New vcov(*, complete=TRUE) etc -- coef(<lm>) vs coef(<aov>)

Martin Maechler
In reply to this post by Martin Maechler
>>>>> Martin Maechler <[hidden email]>
>>>>>     on Thu, 2 Nov 2017 21:59:00 +0100 writes:

>>>>> Fox, John <[hidden email]>
>>>>>     on Thu, 14 Sep 2017 13:46:44 +0000 writes:

    >> Dear Martin, I made three points which likely got lost
    >> because of the way I presented them:

    >> (1) Singularity is an unusual situation and should be
    >> made more prominent. It typically reflects a problem with
    >> the data or the specification of the model. That's not to
    >> say that it *never* makes sense to allow singular fits
    >> (as in the situations you mentions).

    >> I'd favour setting singular.ok=FALSE as the default, but
    >> in the absence of that a warning or at least a note. A
    >> compromise would be to have a singular.ok option() that
    >> would be FALSE out of the box.

    >> Any changes would have to be made very carefully so as
    >> not to create chaos.

    > I for one, am too reluctant to want to change the default
    > there.

    >> That goes for the points below as well.

    >> (2) coef() and vcov() behave inconsistently, which can be
    >> problematic because one often uses them together in code.

    > indeed; and I had agreed on that.  As of today, in R-devel
    > only they now behave compatibly.  NEWS entry

    >     • The “default” ("lm" etc) methods of vcov() have
    > gained new optional argument complete = TRUE which makes
    > the vcov() methods more consistent with the coef() methods
    > in the case of singular designs.  The former behavior is
    > now achieved by vcov(*, complete=FALSE).

→ GIVEN TASK A
Name every distinct function that the mailing-list post writes with parentheses after its name.
The entries that follow are unrelated to the mailing-list post above.

→ Data entries
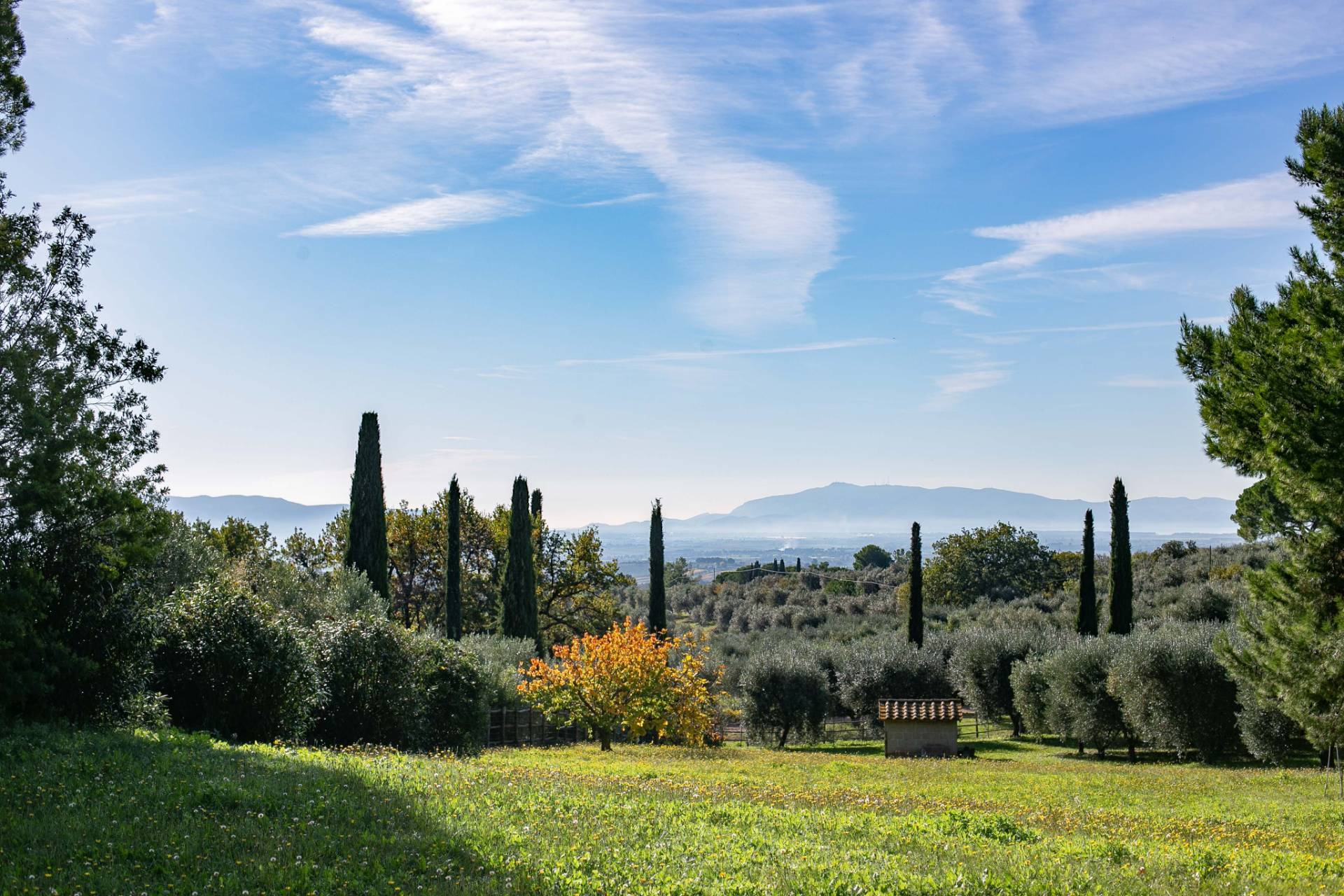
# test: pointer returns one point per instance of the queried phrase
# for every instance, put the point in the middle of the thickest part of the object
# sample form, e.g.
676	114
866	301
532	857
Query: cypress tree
657	583
368	538
1121	564
454	577
518	596
916	625
1088	580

→ GIVEN TASK B
Swap "instance" for "occurrence" throughout the data entries and write them out again, leaving the pictures out.

→ EXERCISE RESULT A
vcov(), coef(), option()

→ EXERCISE RESULT B
# test: pointer returns one point per occurrence of the queried phrase
# for every occurrence, put the point in the middle of the thickest part of the object
# sample form, e.g.
676	114
866	301
532	857
Query: cypress tree
657	583
368	538
1121	564
454	577
518	596
916	625
1088	580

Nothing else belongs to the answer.